══ DATA FOR PROCESSING ══

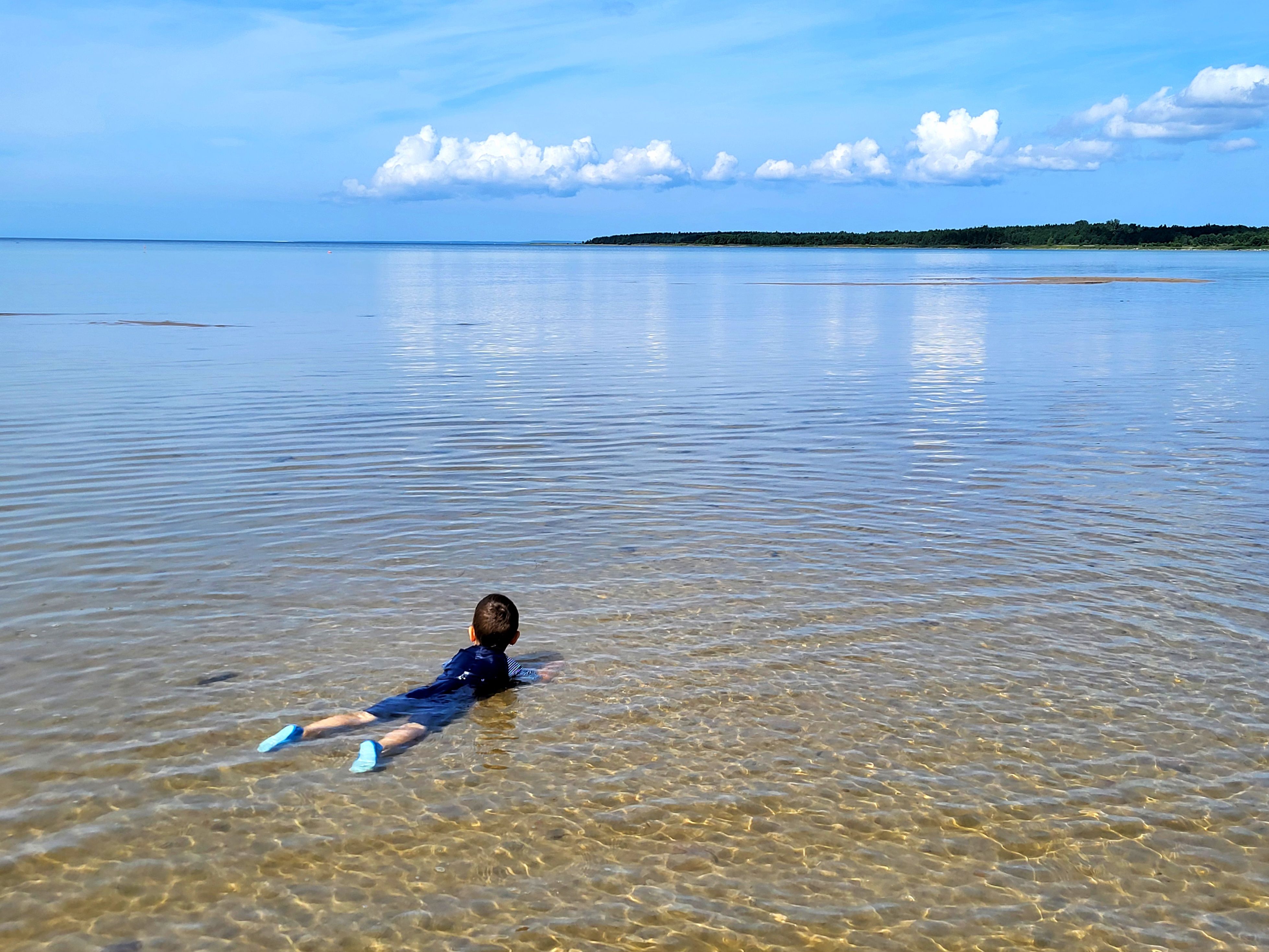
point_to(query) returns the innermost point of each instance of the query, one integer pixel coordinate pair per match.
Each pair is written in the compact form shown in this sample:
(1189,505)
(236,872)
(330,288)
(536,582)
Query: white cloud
(724,169)
(861,162)
(1239,86)
(1216,102)
(1234,145)
(1076,155)
(776,169)
(428,166)
(962,150)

═══

TASK DIRECTIONS -
Could you output all of the records exactly, without their pictures?

WRITTEN SOLUTION -
point_to(query) returns the innermost point of each instance of the query, one integer pixel coordinate pair per match.
Each pair is written in the compact form shown in this sample:
(1189,505)
(236,872)
(330,288)
(536,582)
Query: white cloud
(724,169)
(861,162)
(1239,86)
(1216,102)
(1234,145)
(1076,155)
(776,169)
(428,166)
(962,150)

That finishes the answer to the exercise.